## begin
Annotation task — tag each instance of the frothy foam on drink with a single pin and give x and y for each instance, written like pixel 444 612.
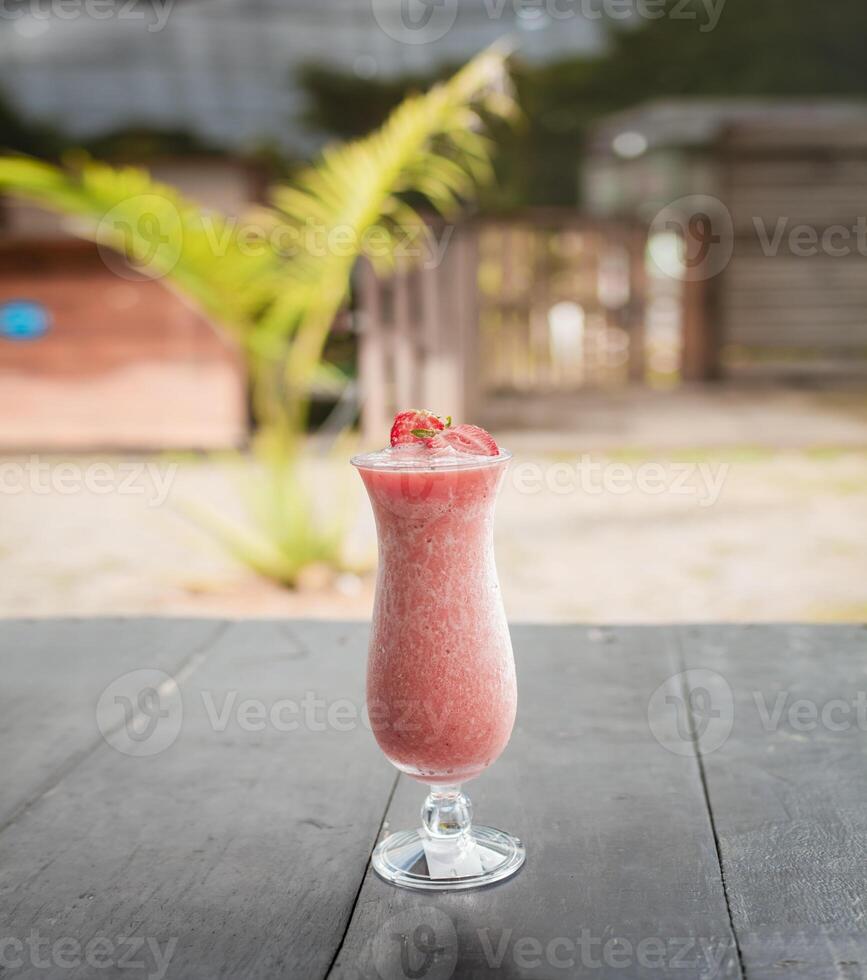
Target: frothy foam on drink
pixel 417 456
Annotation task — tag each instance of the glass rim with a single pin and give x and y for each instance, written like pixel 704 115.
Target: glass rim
pixel 474 463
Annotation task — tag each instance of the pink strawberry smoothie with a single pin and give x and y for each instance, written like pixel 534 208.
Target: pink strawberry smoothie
pixel 441 688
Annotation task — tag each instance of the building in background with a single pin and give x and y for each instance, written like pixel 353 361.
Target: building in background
pixel 226 71
pixel 768 197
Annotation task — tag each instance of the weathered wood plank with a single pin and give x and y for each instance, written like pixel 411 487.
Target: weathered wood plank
pixel 52 674
pixel 621 877
pixel 234 852
pixel 788 794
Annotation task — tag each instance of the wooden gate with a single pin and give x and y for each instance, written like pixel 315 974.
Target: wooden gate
pixel 545 301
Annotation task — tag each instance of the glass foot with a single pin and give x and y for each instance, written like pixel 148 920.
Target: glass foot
pixel 416 859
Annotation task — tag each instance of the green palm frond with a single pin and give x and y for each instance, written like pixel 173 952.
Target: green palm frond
pixel 276 278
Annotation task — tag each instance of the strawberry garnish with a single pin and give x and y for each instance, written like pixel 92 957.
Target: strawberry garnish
pixel 466 439
pixel 417 425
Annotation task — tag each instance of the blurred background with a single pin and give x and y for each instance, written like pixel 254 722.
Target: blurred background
pixel 632 242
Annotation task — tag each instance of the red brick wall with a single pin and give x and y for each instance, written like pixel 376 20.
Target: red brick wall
pixel 126 364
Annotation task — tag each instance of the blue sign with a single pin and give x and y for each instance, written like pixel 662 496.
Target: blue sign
pixel 23 319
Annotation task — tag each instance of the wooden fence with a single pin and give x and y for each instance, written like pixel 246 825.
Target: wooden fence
pixel 545 301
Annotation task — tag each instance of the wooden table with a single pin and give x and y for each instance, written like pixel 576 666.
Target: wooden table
pixel 232 836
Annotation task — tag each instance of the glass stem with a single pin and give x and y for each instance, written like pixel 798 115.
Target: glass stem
pixel 447 813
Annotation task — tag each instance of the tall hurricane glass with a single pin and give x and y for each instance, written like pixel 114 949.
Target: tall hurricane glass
pixel 441 688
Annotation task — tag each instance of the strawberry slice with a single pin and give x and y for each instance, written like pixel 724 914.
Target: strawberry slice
pixel 406 424
pixel 466 439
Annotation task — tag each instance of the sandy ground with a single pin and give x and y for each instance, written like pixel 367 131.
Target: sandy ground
pixel 683 510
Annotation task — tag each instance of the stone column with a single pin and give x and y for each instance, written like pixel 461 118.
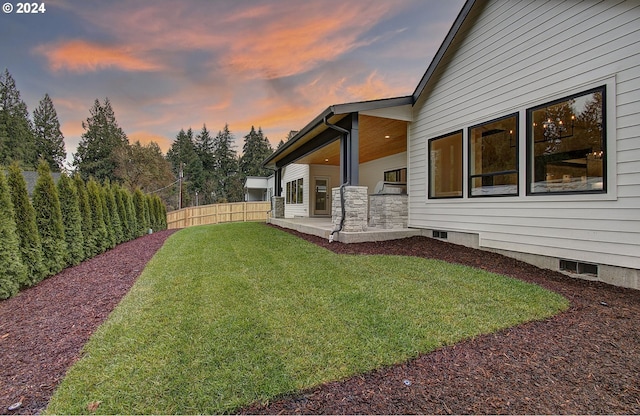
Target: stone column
pixel 356 208
pixel 277 206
## end
GIVEN PROBLEM
Reproduce the entire listing above with every "single pin" replaced by "single point", leaving everything else unchanged. Leave the pictures out.

SOLUTION TO THE EXERCISE
Annotation task — tag each instance of the frothy foam on drink with a single point and give x and y for each instance, written like pixel 444 612.
Target: frothy foam on drink
pixel 417 456
Annotation task — tag each instance of the glass rim with a single point and give x and y for each instance, written like pixel 704 115.
Target: glass rim
pixel 474 463
Annotation task — tag each instance of the pink strawberry smoothie with a single point and give x and y for each instance, written like pixel 534 208.
Target: pink strawberry smoothie
pixel 441 688
Annotation task — tag each instance of the building in background with a single point and give x and y for each instance, written like pixel 353 361.
Target: building in background
pixel 226 71
pixel 768 197
Annotation task — tag each instance of the weathered wood plank with a single point and give x and y for each instance, written like pixel 411 487.
Target: weathered wood plank
pixel 52 674
pixel 621 877
pixel 234 852
pixel 788 794
Annotation task — tag each instance of the wooden gate with a single point and give x and y for each instance, written like pixel 315 974.
Target: wooden gate
pixel 545 301
Annotation task — tag each instance of the glass foot with a single point and give x and y for each instance, written like pixel 148 920.
Target: glass foot
pixel 416 859
Annotation task — tag each instance of the green palm frond with a single point and give x and y for each instance, written like pixel 173 952.
Target: green palm frond
pixel 276 278
Annotation task — tag each instance of the strawberry garnish with a single point and give x and y for each instance, written like pixel 92 957.
Target: strawberry garnish
pixel 466 439
pixel 417 425
Annotation task — tag each instance of the blurred background with a single point and give x and y for each instance, written like pixel 254 722.
Target: blurred background
pixel 632 242
Annotation task — tag each instance of the red brick wall with a single point and give x and y for each instance, written like pixel 376 20.
Target: red brick wall
pixel 126 364
Annotation task — tag each instance of the blue sign with a single point and give x and y for each instance, written like pixel 662 496.
Target: blue sign
pixel 23 319
Annotation task — tag each instance of the wooden fence with a single point and give x and y for each instance, written like pixel 246 825.
Target: wooden fence
pixel 545 301
Annotation task — tag each instance of the wooden table with a single point and give x and y for each instance, written like pixel 576 666.
Target: wooden table
pixel 232 836
Annotation task — tag each instance of the glass stem with a single point and give x and y for each instance, written like pixel 798 115.
Target: glass stem
pixel 447 813
Annotation task — tag each instance of the tall hurricane glass with a single point and give x and y for each instance, written like pixel 114 949.
Target: tall hurricane glass
pixel 441 688
Annotation task — tag each instance of the strawberry slice with a single point and give x and y for each instance, written like pixel 724 914.
Target: strawberry slice
pixel 406 424
pixel 466 439
Annotation task — tag each instance of the sandy ground with a single point and give x and y for each instance, written like pixel 367 131.
Target: sandy ground
pixel 683 510
Annotation task — tag each instance of the stone column with a single point and give x and y for each instance, written like pixel 461 118.
Target: stone column
pixel 356 208
pixel 277 206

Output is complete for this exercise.